● DOCUMENT EXTRACT
• • • • • • •

A misdemeanor on your record can negatively affect your life in many ways, including jail time and penalties. A criminal record can also make it harder to find a job or go to college.

Don’t worry—we’re here to help get you back on your feet.

At Okoye Law, we believe in second chances and bettering our clients’ lives. Our criminal defense law firm understands that sometimes people make mistakes, and those mistakes shouldn’t shape the rest of your life.

Don’t ignore your charge if you’ve been charged with a misdemeanor. Contact one of the Rock Hill misdemeanor defense attorneys at Okoye Law to get started on your case.

Consequences of Misdemeanors in Rock Hill, SC

Some people think that misdemeanors aren’t anything to worry about.

So what if you’re charged with a misdemeanor?

In Rock Hill, South Carolina, a misdemeanor conviction results in jail time. There are three classifications of misdemeanors in South Carolina: A, B, and C. The severity of your crime determines the classification of your charge. Class A misdemeanors are the most severe, while Class C is the least serious.

Here are the penalties for misdemeanors in South Carolina:

  • Class A misdemeanors — Up to 3 years in jail
  • Class B misdemeanors — Up to 2 years in jail
  • Class C misdemeanors — Up to 1 year in jail

Some other consequences include hefty fines and doing community service. If your crime is related to drugs or alcohol, your driver’s license could be suspended. Counseling sessions or educational classes are other possible punishments.

There are many misdemeanor crimes in South Carolina, such as:

  • Certain drug possession crimes
  • Certain cases of harassment
  • Retail theft
  • Tax fraud
  • Voting fraud
  • Failure to report abuse or neglect of a minor

Suppose you’ve been charged with a misdemeanor. In that case, your best option is to work with experienced Rock Hill criminal defense attorneys.

Aggravating and Mitigating Factors for Misdemeanors

When you work with a misdemeanor defense attorney, they will talk to you about aggravating and mitigating factors.

• • • • • • •

● LISTED RECORDS
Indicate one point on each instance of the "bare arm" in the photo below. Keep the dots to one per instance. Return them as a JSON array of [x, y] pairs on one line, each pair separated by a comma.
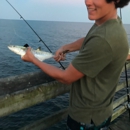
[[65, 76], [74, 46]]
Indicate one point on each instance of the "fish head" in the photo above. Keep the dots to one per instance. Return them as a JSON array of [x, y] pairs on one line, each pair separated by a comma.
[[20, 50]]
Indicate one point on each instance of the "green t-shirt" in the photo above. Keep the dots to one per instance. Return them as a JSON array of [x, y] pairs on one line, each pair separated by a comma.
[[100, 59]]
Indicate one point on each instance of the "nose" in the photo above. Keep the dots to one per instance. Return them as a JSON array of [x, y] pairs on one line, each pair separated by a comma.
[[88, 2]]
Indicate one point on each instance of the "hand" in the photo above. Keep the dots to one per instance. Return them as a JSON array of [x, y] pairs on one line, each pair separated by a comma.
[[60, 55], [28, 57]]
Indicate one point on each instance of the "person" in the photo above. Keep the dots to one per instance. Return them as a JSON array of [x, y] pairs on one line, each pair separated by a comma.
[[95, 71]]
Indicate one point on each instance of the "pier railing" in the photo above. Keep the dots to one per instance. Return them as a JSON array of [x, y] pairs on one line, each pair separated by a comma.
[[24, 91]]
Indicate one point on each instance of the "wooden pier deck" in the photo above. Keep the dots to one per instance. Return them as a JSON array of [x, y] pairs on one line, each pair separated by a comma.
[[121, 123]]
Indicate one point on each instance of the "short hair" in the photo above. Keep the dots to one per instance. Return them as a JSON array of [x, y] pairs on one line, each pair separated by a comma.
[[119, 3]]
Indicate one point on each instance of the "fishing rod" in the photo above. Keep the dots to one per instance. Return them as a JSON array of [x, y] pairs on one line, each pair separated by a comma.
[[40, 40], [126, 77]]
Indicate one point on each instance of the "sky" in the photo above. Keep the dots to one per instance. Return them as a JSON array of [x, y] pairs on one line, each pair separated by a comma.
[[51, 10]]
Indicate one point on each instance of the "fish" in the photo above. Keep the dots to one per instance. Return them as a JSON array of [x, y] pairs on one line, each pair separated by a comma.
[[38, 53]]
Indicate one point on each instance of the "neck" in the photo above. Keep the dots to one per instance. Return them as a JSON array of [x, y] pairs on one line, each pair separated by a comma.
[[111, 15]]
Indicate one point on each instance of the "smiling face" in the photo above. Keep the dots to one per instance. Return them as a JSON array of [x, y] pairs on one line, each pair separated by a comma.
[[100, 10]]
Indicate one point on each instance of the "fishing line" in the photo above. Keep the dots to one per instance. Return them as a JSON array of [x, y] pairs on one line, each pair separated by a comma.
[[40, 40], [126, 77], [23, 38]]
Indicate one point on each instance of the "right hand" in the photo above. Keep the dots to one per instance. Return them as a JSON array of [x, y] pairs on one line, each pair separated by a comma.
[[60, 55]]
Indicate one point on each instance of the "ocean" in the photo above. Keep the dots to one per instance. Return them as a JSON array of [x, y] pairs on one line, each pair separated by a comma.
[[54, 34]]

• • • • • • •

● PROBLEM 1
Write out everything in the misdemeanor defense text from "So what if you’re" down to "other possible punishments.", substituting "prison" for "jail".
● PROBLEM 2
Continue the misdemeanor defense text from its last sentence.

● RESPONSE 1
So what if you’re charged with a misdemeanor?

In Rock Hill, South Carolina, a misdemeanor conviction results in prison time. There are three classifications of misdemeanors in South Carolina: A, B, and C. The severity of your crime determines the classification of your charge. Class A misdemeanors are the most severe, while Class C is the least serious.

Here are the penalties for misdemeanors in South Carolina:

  • Class A misdemeanors — Up to 3 years in prison
  • Class B misdemeanors — Up to 2 years in prison
  • Class C misdemeanors — Up to 1 year in prison

Some other consequences include hefty fines and doing community service. If your crime is related to drugs or alcohol, your driver’s license could be suspended. Counseling sessions or educational classes are other possible punishments.

● RESPONSE 2
But what are they?

Aggravating factors are reasons regarding your case for a judge to consider increasing your sentence.

Examples of aggravating factors include:

  • Having a previous criminal record
  • Harming a minor or vulnerable person
  • Using a dangerous weapon to commit a crime
  • Committing a hate crime

Meanwhile, mitigating factors are reasons regarding your case or character for a judge to decrease your sentence.

Some mitigating factors include:

  • Having a clean criminal record
  • Showing remorse for your actions
  • Acting out of necessity
  • Lack of judgment due to your age

When building your defense strategy, your misdemeanor defense attorney will consider your aggravating and mitigating factors.

Contact a Rock Hill Misdemeanor Defense Attorney Today

You need legal representation if you made a mistake, were wrongfully accused, or committed a misdemeanor. At Okoye Law, we want to protect our clients’ rights and give them another chance at life. With a misdemeanor conviction, your record will be tarnished, and you’ll have to face the consequences.

We will do everything possible to get your case dropped or your criminal charges reduced. The criminal defense lawyers at Okoye Law are on your side.

Charged with a misdemeanor in Rock Hill, SC? Need a solid legal defense? Contact Okoye Law now to schedule a consultation.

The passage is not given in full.